**Work to complete**
Copy the material below, swapping each "emit" for "output" and leaving everything else untouched.

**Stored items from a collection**

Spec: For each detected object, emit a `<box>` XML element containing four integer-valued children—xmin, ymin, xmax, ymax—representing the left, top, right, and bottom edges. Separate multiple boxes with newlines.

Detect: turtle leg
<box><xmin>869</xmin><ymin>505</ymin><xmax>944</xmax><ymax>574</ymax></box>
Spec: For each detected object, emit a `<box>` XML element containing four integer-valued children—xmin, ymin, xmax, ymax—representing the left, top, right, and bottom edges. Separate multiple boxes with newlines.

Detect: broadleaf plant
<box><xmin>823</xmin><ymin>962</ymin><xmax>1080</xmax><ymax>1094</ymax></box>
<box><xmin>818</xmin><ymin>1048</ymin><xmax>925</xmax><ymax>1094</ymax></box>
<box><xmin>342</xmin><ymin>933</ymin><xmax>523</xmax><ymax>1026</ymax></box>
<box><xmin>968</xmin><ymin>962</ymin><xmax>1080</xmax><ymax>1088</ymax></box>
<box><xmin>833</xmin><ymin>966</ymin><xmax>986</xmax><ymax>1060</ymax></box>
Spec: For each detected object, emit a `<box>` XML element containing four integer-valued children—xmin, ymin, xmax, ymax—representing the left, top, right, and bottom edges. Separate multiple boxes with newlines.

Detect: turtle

**Problem solution**
Spec: For each detected object, output a `<box>` XML element containing four integer-valued children—xmin, ymin, xmax, ymax—representing the left, top, right, and bottom edges. Separate multiple boxes with newlines.

Detect: turtle leg
<box><xmin>869</xmin><ymin>505</ymin><xmax>944</xmax><ymax>574</ymax></box>
Spec: For each detected object, output a `<box>` XML element containing four integer-valued children—xmin, ymin, xmax, ymax—representing the left, top, right, and bottom edges. Separate multiple boxes with newlines.

Detect: broadleaf plant
<box><xmin>823</xmin><ymin>962</ymin><xmax>1080</xmax><ymax>1094</ymax></box>
<box><xmin>818</xmin><ymin>1048</ymin><xmax>925</xmax><ymax>1094</ymax></box>
<box><xmin>342</xmin><ymin>933</ymin><xmax>523</xmax><ymax>1026</ymax></box>
<box><xmin>968</xmin><ymin>962</ymin><xmax>1080</xmax><ymax>1088</ymax></box>
<box><xmin>833</xmin><ymin>966</ymin><xmax>986</xmax><ymax>1060</ymax></box>
Spec: For each detected object, output a `<box>` XML element containing four integer-valued children—xmin, ymin, xmax, ymax—representing the left, top, right, and bottom edges. Separate multiple boxes with newlines.

Detect: turtle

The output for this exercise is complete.